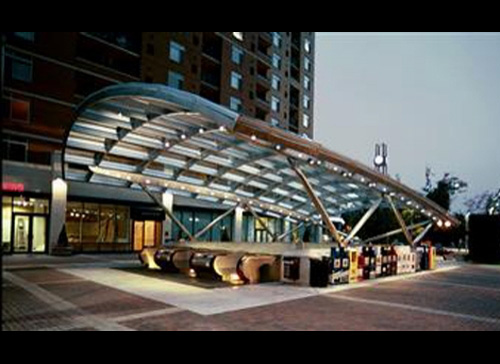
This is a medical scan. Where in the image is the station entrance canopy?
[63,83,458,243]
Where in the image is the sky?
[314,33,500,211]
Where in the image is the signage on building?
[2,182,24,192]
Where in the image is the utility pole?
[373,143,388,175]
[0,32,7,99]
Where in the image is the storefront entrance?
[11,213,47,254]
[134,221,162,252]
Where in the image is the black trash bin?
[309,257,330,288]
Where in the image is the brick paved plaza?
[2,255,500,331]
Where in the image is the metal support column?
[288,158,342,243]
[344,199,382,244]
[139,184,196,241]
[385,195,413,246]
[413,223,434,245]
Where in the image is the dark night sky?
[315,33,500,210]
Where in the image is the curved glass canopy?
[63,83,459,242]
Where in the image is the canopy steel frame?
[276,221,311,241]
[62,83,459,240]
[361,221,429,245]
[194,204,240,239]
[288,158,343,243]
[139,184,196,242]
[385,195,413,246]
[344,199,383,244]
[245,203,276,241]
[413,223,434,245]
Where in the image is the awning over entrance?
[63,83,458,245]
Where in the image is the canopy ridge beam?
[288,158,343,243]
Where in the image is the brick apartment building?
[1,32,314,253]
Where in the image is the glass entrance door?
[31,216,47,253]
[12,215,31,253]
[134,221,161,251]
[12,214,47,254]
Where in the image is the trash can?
---
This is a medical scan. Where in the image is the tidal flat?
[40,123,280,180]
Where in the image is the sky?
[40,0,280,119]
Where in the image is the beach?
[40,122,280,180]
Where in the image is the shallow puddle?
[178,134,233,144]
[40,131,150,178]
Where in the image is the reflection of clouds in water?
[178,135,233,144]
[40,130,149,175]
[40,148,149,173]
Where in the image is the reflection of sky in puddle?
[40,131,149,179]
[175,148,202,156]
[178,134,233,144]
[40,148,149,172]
* * *
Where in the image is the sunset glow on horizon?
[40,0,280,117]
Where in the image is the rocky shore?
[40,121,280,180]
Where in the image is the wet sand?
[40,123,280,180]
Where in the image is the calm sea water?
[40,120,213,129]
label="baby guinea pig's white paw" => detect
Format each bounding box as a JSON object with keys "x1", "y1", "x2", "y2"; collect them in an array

*Task goal*. Copy out everything from the line containing "station entrance canopy?" down to the line containing "[63,83,459,242]", keeping both of those lines and leaving every character unchanged.

*Answer in full*.
This is a medical scan. Where in the image is the station entrance canopy?
[63,83,458,243]
Where in the image is the sky?
[314,33,500,211]
Where in the image is the signage on building?
[2,182,24,192]
Where in the image is the utility pole?
[373,143,388,175]
[0,32,7,99]
Where in the image is the storefront entrance?
[11,213,47,254]
[134,221,162,252]
Where in the image is the black trash bin?
[309,257,330,288]
Where in the image is the brick paved plaza?
[2,255,500,331]
Where in the image is the metal support column?
[288,158,342,243]
[344,199,382,244]
[139,184,196,241]
[385,195,413,246]
[413,223,434,245]
Where in the image is the dark night sky?
[315,33,500,210]
Where in the image is the curved glass canopy?
[63,83,459,242]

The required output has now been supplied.